___ RECORDED DATA ___

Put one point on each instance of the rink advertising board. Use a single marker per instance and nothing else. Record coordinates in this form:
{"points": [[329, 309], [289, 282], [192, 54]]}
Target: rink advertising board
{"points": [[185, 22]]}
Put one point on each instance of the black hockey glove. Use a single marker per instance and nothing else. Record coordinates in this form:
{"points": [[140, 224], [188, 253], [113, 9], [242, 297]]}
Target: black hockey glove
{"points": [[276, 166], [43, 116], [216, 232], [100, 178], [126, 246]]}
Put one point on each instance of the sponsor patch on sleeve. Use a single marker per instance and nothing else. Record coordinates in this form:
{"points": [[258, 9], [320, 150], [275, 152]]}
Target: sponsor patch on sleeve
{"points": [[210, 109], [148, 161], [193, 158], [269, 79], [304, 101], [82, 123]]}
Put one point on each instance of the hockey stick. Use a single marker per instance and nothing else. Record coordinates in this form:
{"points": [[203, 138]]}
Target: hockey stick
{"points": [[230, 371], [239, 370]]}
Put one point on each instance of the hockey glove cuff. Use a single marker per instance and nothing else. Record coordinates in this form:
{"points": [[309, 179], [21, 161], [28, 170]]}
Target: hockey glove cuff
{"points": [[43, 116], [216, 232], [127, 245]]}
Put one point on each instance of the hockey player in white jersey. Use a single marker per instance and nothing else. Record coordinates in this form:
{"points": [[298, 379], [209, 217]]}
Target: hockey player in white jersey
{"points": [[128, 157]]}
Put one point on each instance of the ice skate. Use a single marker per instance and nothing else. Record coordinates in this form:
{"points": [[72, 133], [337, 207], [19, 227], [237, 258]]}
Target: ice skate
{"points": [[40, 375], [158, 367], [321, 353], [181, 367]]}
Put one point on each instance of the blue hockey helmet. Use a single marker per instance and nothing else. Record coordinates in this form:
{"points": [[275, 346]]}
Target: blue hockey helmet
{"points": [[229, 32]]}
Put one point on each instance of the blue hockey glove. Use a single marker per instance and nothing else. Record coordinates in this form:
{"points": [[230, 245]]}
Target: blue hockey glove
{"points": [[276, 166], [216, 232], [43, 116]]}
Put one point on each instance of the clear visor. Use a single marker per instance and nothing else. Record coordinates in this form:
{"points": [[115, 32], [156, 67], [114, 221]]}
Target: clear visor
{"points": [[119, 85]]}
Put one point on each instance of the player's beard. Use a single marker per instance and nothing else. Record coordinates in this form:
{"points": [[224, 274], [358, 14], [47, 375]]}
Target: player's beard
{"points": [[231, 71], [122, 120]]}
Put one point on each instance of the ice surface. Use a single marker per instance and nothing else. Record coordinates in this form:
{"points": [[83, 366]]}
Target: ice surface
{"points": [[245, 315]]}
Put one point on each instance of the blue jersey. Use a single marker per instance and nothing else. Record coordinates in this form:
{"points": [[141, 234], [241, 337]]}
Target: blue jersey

___

→ **WORK INSTRUCTIONS**
When you answer, repeat each entry exactly as it appears above.

→ **FINISHED TASK**
Put one point on each instance of the rink advertising board. Use a single marker per instance and nothing else. Record coordinates in this form:
{"points": [[329, 309], [289, 282], [192, 54]]}
Target: rink advertising board
{"points": [[185, 22]]}
Put one point on each instance of the black hockey glove. Use a single marker per instance and nothing else. Record coordinates in this form:
{"points": [[140, 224], [188, 253], [113, 9], [242, 297]]}
Target: black hockey glove
{"points": [[276, 166], [43, 116], [216, 232], [100, 178], [126, 246]]}
Put one point on each instance of the sponsor patch on sleeve. Use a single marker per instance and nothing else. Record coordinates in this form:
{"points": [[258, 9], [320, 150], [275, 152]]}
Target: sponsor patch on sleeve
{"points": [[210, 109], [148, 161], [193, 158], [269, 79], [304, 101], [82, 123]]}
Put one point on each instance of the hockey stick. Use a single marker per instance and nothing else. Record coordinates in this form:
{"points": [[203, 138]]}
Target: hockey stick
{"points": [[230, 371], [239, 370]]}
Put one point on each instance of the hockey glove cuff. Use a single marker per instance and nothing else. Record coordinates in this form:
{"points": [[309, 179], [21, 161], [28, 170]]}
Target: hockey glove cuff
{"points": [[43, 116], [216, 232], [127, 245]]}
Put one point on each instance of the hockey player in white jersey. Use a single marker per instance and nothing else. Record coordinates in this form:
{"points": [[298, 379], [209, 217]]}
Target: hockey player in white jersey
{"points": [[128, 157]]}
Put one point on each instance of the ice skate. Use a single marker per instance and nothing else. Record coordinates in this form:
{"points": [[72, 133], [337, 207], [19, 227], [237, 258]]}
Target: ice skate
{"points": [[40, 375], [158, 367], [321, 353], [181, 367]]}
Put one point on each instance of the blue hockey helmet. Use a single marker per instance and nothing else. Record coordinates in this form:
{"points": [[275, 346]]}
Target: blue hockey helmet
{"points": [[229, 32]]}
Put one point on each instance of the blue hockey glove. Use a single marker per instance and nothing else. Record coordinates in this form:
{"points": [[230, 245]]}
Target: blue hockey glove
{"points": [[276, 166], [216, 232], [43, 116]]}
Put one point on each instance of the clear visor. Use a single marker per instance and nothing else. Record coordinates in this form:
{"points": [[115, 32], [156, 67], [114, 221]]}
Target: clear visor
{"points": [[119, 85]]}
Put one point on each instance of the player's beard. Use a single marker per instance and nothing else. Record coordinates in this form:
{"points": [[224, 274], [358, 14], [47, 375]]}
Target: player's beard
{"points": [[231, 71], [122, 120]]}
Put one point on each instance of the ice surface. Use a single marker per instance and nothing else. Record coordinates in this form:
{"points": [[83, 366]]}
Target: ice surface
{"points": [[245, 315]]}
Put one point on each instance of the blue jersey. Use a single marker per instance and nothing else. Record coordinates in this form:
{"points": [[141, 234], [241, 337]]}
Target: blue jersey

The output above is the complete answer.